[[ Input for this task, beginning ]]

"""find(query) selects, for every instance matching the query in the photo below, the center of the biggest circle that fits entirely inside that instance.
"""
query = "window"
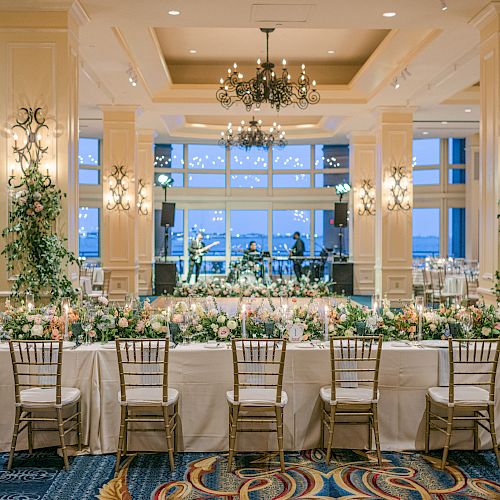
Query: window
(175, 235)
(456, 232)
(88, 152)
(426, 153)
(247, 226)
(88, 232)
(252, 159)
(285, 223)
(297, 157)
(212, 223)
(208, 157)
(169, 156)
(326, 235)
(425, 232)
(456, 157)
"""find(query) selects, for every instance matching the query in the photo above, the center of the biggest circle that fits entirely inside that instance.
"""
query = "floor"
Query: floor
(351, 474)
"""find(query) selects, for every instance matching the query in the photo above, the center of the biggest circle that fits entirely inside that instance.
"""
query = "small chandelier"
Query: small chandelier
(267, 86)
(252, 135)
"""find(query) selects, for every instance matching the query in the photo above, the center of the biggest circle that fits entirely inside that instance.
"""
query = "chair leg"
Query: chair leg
(233, 429)
(375, 430)
(79, 424)
(60, 428)
(449, 426)
(168, 433)
(30, 434)
(14, 437)
(476, 433)
(427, 423)
(279, 432)
(333, 409)
(120, 439)
(491, 414)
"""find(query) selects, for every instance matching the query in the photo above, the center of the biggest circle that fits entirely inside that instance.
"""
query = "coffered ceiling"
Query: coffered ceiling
(348, 46)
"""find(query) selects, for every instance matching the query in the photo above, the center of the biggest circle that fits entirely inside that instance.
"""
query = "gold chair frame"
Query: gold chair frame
(270, 354)
(133, 352)
(470, 352)
(359, 350)
(36, 353)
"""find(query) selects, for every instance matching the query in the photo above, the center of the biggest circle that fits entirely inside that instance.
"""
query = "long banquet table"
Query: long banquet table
(203, 376)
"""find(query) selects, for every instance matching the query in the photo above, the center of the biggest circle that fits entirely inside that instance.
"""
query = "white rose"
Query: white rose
(36, 330)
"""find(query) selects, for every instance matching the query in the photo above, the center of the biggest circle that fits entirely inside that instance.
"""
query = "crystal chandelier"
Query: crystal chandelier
(252, 135)
(267, 86)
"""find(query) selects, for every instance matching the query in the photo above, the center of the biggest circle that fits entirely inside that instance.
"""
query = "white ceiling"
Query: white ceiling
(440, 49)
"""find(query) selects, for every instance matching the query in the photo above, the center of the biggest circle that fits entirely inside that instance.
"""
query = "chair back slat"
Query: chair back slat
(143, 363)
(473, 362)
(355, 359)
(258, 364)
(36, 364)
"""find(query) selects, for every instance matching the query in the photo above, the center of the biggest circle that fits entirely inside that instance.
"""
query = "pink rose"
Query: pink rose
(223, 332)
(123, 323)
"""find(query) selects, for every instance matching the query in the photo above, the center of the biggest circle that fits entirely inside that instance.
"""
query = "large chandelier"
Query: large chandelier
(251, 135)
(267, 86)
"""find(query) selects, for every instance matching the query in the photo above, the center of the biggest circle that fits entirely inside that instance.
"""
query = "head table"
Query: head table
(203, 375)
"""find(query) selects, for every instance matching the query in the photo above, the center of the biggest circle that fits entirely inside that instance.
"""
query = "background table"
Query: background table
(203, 376)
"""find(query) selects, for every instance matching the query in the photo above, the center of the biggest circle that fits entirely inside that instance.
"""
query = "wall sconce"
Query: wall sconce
(118, 187)
(398, 187)
(367, 197)
(141, 198)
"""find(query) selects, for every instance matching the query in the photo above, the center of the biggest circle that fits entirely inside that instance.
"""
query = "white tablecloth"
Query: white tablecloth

[[ Input for this task, end ]]

* Problem requirements *
The answer should contain all the material above, copied exactly, and no images.

* Output for this exercise *
"""find(query) selects, for every instance matching the query in the photo below, the center of the biggest circle that fits entirely inside that instance.
"""
query = "window"
Query: window
(175, 235)
(456, 232)
(88, 152)
(426, 153)
(247, 226)
(88, 232)
(252, 159)
(285, 223)
(297, 157)
(212, 223)
(208, 157)
(169, 156)
(326, 235)
(425, 232)
(456, 157)
"""find(query) selects, for every instance matching the query in the photo above, the center of the biggest circle that fits entirely inside that instance.
"""
query = "floor"
Query: floor
(351, 474)
"""find(query) selects, for every instance matching the query in the photo above, the center of the biggest circle that fits entirely inside that instance.
"""
query = "small chandelier"
Query: small chandelier
(267, 86)
(252, 135)
"""find(query) selects, for every instance matching the query in the photo above, the center of the biggest circle that fits entirely inside that instance.
"""
query = "chair leg"
Query: chair leg
(233, 429)
(375, 430)
(79, 424)
(60, 428)
(449, 426)
(168, 433)
(30, 434)
(14, 437)
(476, 433)
(427, 423)
(279, 432)
(333, 409)
(120, 439)
(491, 414)
"""find(query) selects, for every instance matching the query in the photo above, the center of the biggest circle that fits entirely inside that instance.
"""
query = "coffered ceiling"
Query: coffered ceiling
(348, 46)
"""find(query) selects, for every instance matching the query in the photo above, the center of the biggest circle that fits entirely inside that instance.
"""
query = "gold chair frame"
Query: gold chair frame
(270, 354)
(133, 352)
(470, 352)
(359, 350)
(36, 353)
"""find(query) selects, for every instance matching the query in the photo above, the center of the biggest circle that fits entirely inside that instance.
"""
query = "long banquet table"
Query: long banquet table
(203, 376)
"""find(query) selects, for every instance matching the query in the photo above, the center of the biggest circle that fits entirely inside that instance.
"""
query = "white rose"
Query: white rose
(36, 330)
"""find(query) selects, for every instance matching the query in the photo above, the center of the biggest circle that fits entirely inside that instance.
"""
query = "crystal chandelier"
Query: crystal chandelier
(252, 135)
(267, 86)
"""find(query) selects, for every instance matching the query in the photo above, the center of the biggest circle that fits entirely inside that instance.
"""
query = "white ceiling"
Query: white ceiling
(440, 49)
"""find(query) selects, for every instance matching the query in the photo above, the center of the biggest circle that fits entirely inside that instance.
"""
query = "chair back slat"
Query: chair back slat
(143, 363)
(473, 362)
(355, 359)
(258, 364)
(36, 364)
"""find(query) selects, for every instance matching the query in the photo above, the center of the biggest circle that fits entirely inside that instance.
"""
query = "pink rose"
Query: pink rose
(223, 332)
(123, 323)
"""find(query) selects, for every instance matching the query in the photo above, the center of the biggest circle that fits entirely inside that instance.
"""
query = "large chandelier"
Query: large chandelier
(251, 135)
(267, 86)
"""find(query) selects, for every instance matching the query in the photo above, the center of the biggest circle that fits entirely inside that instance.
"""
query = "head table"
Query: head table
(203, 375)
"""find(query) selects, for every instance matching the query in the photo above, the center of the biggest circle that fits entirely inside that instance.
"""
query = "background table"
Query: background table
(203, 376)
"""find(query) selects, for every instance matching the query in the photo above, the center of the biggest circle that fits entirely inside that instance.
"""
query = "wall sconce"
Query: wall sconce
(118, 187)
(398, 187)
(367, 197)
(141, 198)
"""find(query) selects, for every instance matching the query in the photo above, the center of the biggest circle that fits entirely inside that instance.
"""
query = "white tablecloth"
Query: white tablecloth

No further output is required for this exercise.